* _PROMPT_:
Rewrite the listing below as one JSON list of strings, with each line as its own string and blank lines omitted.

Items from a data source:
######
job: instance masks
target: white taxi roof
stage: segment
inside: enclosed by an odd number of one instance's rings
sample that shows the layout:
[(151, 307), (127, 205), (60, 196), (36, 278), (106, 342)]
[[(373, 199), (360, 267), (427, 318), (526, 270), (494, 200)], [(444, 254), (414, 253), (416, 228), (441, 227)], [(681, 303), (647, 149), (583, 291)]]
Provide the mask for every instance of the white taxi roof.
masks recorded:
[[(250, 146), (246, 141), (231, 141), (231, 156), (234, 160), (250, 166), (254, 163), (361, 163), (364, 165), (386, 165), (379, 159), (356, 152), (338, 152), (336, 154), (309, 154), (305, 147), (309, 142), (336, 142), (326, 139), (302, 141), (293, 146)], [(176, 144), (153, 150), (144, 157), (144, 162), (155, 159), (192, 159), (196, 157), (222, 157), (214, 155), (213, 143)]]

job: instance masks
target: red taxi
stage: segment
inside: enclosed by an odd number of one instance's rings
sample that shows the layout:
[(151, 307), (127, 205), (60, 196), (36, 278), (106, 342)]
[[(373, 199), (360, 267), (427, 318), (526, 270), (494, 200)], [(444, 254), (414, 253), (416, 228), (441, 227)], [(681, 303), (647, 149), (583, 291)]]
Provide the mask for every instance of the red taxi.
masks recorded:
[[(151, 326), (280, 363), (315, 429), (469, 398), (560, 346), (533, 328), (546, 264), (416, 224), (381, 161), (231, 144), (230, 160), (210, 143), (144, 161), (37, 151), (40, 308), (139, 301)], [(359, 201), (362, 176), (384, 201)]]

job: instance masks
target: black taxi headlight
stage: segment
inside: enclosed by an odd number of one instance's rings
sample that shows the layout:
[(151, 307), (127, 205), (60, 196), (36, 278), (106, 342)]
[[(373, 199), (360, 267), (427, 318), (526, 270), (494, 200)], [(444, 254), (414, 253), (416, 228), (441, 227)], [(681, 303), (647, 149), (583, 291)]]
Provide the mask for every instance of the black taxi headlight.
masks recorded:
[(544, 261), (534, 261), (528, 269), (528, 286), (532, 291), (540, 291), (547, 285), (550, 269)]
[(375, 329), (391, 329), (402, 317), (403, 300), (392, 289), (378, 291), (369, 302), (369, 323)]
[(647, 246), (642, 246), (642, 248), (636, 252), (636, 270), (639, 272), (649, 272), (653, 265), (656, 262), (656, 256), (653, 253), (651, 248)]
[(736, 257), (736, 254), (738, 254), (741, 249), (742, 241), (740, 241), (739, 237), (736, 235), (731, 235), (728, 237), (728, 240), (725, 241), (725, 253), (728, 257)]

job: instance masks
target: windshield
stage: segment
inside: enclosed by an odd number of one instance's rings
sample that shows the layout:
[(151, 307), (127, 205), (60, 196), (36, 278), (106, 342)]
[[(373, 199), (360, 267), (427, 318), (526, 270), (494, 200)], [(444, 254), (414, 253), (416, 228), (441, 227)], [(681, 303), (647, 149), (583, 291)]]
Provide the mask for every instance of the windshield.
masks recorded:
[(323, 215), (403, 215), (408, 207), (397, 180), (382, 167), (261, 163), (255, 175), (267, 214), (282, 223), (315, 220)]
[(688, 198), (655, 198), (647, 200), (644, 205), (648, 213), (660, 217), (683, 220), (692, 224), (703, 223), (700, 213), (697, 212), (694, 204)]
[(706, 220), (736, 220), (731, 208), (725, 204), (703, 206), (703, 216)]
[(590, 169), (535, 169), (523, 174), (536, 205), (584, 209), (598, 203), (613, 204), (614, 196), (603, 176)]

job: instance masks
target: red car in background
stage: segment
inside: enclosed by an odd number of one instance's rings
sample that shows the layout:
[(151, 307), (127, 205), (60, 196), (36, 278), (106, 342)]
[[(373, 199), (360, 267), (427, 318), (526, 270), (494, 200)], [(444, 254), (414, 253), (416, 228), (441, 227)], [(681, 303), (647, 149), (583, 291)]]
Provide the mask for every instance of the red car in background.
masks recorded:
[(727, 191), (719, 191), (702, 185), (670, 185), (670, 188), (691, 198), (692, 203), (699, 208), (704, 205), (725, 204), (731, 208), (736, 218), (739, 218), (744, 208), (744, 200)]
######
* _ANSWER BELOW_:
[
  "job: instance masks",
  "target: white taxi roof",
  "stage: segment",
  "inside: enclosed by an odd number of one instance's rings",
  "sample that shows the layout:",
  "[(151, 307), (127, 205), (60, 196), (36, 278), (106, 342)]",
  "[[(373, 199), (360, 267), (427, 318), (526, 270), (494, 200)], [(444, 254), (414, 253), (416, 228), (441, 227)], [(681, 303), (647, 149), (583, 291)]]",
  "Provide the mask for every instance of the white taxi roof.",
  "masks recorded:",
  "[[(250, 146), (246, 141), (231, 141), (231, 156), (234, 160), (250, 166), (254, 163), (361, 163), (364, 165), (386, 165), (379, 159), (356, 152), (338, 152), (336, 154), (309, 154), (305, 147), (309, 142), (336, 142), (326, 139), (302, 141), (293, 146)], [(176, 144), (153, 150), (144, 157), (144, 162), (155, 159), (192, 159), (196, 157), (222, 157), (214, 155), (213, 143)]]",
  "job: instance masks",
  "target: red taxi",
  "stage: segment",
  "inside: enclosed by an odd number of one instance's rings",
  "sample that shows the layout:",
  "[(151, 307), (127, 205), (60, 196), (36, 278), (106, 342)]",
  "[[(373, 199), (360, 267), (427, 318), (526, 270), (494, 200)], [(444, 254), (414, 253), (416, 228), (441, 227)], [(681, 303), (647, 149), (583, 291)]]",
  "Provide the mask for every instance of the red taxi.",
  "masks recorded:",
  "[[(151, 326), (280, 363), (315, 429), (469, 398), (560, 346), (533, 328), (546, 264), (416, 224), (381, 161), (231, 144), (230, 160), (210, 143), (144, 161), (37, 151), (40, 308), (139, 301)], [(359, 201), (362, 176), (384, 201)]]",
  "job: instance masks",
  "target: black taxi headlight",
  "stage: segment",
  "inside: enclosed by an odd number of one instance's rings",
  "sample that shows the layout:",
  "[(151, 307), (127, 205), (60, 196), (36, 278), (106, 342)]",
  "[[(373, 199), (360, 267), (427, 318), (526, 270), (494, 200)], [(444, 254), (414, 253), (416, 228), (441, 227)], [(681, 303), (647, 149), (583, 291)]]",
  "Provide the mask for every instance of the black taxi headlight.",
  "masks recorded:",
  "[(544, 261), (534, 261), (528, 269), (528, 286), (532, 291), (540, 291), (547, 285), (550, 269)]",
  "[(375, 329), (391, 329), (402, 317), (403, 300), (392, 289), (378, 291), (369, 302), (369, 323)]",
  "[(647, 246), (642, 246), (642, 248), (636, 252), (636, 270), (639, 272), (649, 272), (653, 265), (656, 262), (656, 256), (653, 253), (651, 248)]",
  "[(736, 257), (736, 254), (738, 254), (741, 249), (742, 241), (740, 241), (739, 237), (736, 235), (731, 235), (728, 237), (728, 240), (725, 241), (725, 253), (728, 257)]",
  "job: instance masks",
  "target: windshield",
  "stage: segment",
  "inside: enclosed by an odd number of one instance's rings",
  "sample that shows the layout:",
  "[(151, 307), (127, 205), (60, 196), (36, 278), (106, 342)]",
  "[[(373, 199), (360, 267), (427, 318), (526, 270), (494, 200)], [(444, 254), (414, 253), (416, 228), (441, 227)], [(681, 303), (647, 149), (583, 291)]]",
  "Provide the mask for every instance of the windshield.",
  "masks recorded:",
  "[(323, 215), (403, 215), (408, 207), (397, 180), (382, 167), (261, 163), (255, 175), (267, 214), (282, 223), (315, 220)]",
  "[(688, 198), (655, 198), (647, 200), (644, 205), (648, 213), (660, 217), (683, 220), (692, 224), (703, 223), (700, 213), (697, 212), (694, 204)]",
  "[(706, 220), (736, 220), (731, 208), (725, 204), (703, 206), (703, 216)]",
  "[(590, 169), (535, 169), (523, 174), (536, 205), (584, 209), (598, 203), (613, 204), (614, 196), (603, 176)]",
  "job: instance masks",
  "target: red car in background",
  "stage: segment",
  "inside: enclosed by an odd number of one instance's rings",
  "sample that shows the layout:",
  "[(151, 307), (127, 205), (60, 196), (36, 278), (106, 342)]",
  "[[(373, 199), (360, 267), (427, 318), (526, 270), (494, 200)], [(444, 254), (414, 253), (416, 228), (441, 227)], [(681, 303), (647, 149), (583, 291)]]",
  "Provide the mask for every instance of the red car in background.",
  "masks recorded:",
  "[(727, 191), (719, 191), (702, 185), (670, 185), (670, 188), (691, 198), (692, 203), (699, 208), (704, 205), (725, 204), (731, 208), (736, 218), (739, 218), (744, 208), (744, 200)]"
]